■ **Stated goal**
The entries need to be copied exactly.

Collection entries:
** Begin **

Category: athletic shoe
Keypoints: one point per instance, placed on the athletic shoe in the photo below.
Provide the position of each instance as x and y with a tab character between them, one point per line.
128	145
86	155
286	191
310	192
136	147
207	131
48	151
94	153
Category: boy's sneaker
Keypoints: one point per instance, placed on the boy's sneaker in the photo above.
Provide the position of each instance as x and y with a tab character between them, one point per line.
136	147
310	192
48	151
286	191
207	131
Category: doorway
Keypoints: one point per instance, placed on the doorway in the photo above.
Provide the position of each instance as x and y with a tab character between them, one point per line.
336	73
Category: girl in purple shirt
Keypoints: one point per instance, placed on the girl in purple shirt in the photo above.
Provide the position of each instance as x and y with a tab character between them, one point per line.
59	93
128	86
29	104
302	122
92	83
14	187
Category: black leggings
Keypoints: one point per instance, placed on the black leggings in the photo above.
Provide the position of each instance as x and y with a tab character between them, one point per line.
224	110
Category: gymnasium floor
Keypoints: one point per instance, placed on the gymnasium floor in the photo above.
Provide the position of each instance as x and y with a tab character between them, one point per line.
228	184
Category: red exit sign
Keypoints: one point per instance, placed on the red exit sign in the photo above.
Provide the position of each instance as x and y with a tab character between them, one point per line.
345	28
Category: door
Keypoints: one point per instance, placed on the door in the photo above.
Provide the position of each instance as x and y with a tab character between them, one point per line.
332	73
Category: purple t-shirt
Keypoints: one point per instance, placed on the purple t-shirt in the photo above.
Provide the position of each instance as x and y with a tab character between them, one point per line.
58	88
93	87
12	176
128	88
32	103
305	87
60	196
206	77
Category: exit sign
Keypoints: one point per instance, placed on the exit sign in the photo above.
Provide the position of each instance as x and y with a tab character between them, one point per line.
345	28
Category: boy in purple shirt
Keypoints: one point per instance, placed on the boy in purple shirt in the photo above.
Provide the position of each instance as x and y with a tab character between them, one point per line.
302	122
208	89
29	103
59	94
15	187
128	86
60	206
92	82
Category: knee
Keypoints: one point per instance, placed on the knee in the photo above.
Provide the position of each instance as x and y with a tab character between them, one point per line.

** End **

■ **Task result**
Category: athletic shoe
Keypoints: one point per instance, placed on the athletic shoe in the photo below.
Provide the position of each instance as x and y with a tab character between them, one point per line.
128	145
86	155
286	191
310	192
136	147
207	131
48	151
94	153
Category: boy's sneaker
Keypoints: one point per instance, placed on the boy's sneaker in the photo above.
Provide the position of each instance as x and y with a tab character between them, one point per line.
136	147
310	192
48	151
286	191
207	131
Category: doorway
Keypoints: one point per instance, placed on the doorway in the photo above.
Provide the position of each instance as x and y with a tab character between them, one point per line.
336	73
Category: girl in purple shirt
Keypoints: one point per instance, placed on the girl in purple shirt in the photo above.
Provide the position of each instance as x and y with a tab character between them, one point per line.
59	93
128	86
29	104
302	122
92	83
14	187
Category: black leggings
Keypoints: one point per instance, placed on the black leggings in the photo above.
Provide the position of each instance as x and y with a tab character between them, one point per line.
224	110
Category: gymnasium floor
Keypoints: one point per instance, placed on the gymnasium floor in the photo above.
Provide the position of each instance as x and y with a tab character between them, one point per line.
228	184
Category: red exit sign
Keypoints: one point per instance, placed on the red exit sign in the photo above.
Provide the position of each instance as x and y with a tab character between them, one point per line.
345	28
Category: door
Keypoints: one point per instance, placed on the door in the photo above.
Provide the position of each instance as x and y with a tab character between them, one point per line.
332	73
Category: purple t-shirt
Keypoints: one point per instance, placed on the purple t-shirt in the photo above.
Provide the position of each instance as x and y with a tab character between them, one point per line.
58	88
93	87
12	176
128	88
32	103
305	87
60	196
206	77
Category: exit sign
Keypoints: one point per instance, placed on the exit sign in the photo above.
Provide the position of each instance as x and y with a tab character between them, one point per line.
345	28
Category: boy in purple shirt
Keypoints: one point per instance, placed on the boy in purple shirt in the photo above.
Provide the position of each instance as x and y with a tab character between them, one point per line.
302	122
208	89
29	103
59	94
15	187
128	86
60	206
92	82
Category: knee
Keypoints: one point per instance, placed on the knee in the photo above.
Provide the position of each instance as x and y with a tab character between them, one point per line.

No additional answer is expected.